▶ Objective: Turn the items below into a two-column CSV with the header columns "item_text" and "answer", one row per item. Put each item's text and its answer in a single quoted field, and replace any line breaks with spaces.

--- Begin ---

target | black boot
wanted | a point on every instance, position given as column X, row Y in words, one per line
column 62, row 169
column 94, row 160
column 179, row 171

--- End ---

▶ Finished exercise:
item_text,answer
"target | black boot wanted | a point on every instance, position given as column X, row Y in words, one per line","column 62, row 169 column 94, row 160 column 179, row 171"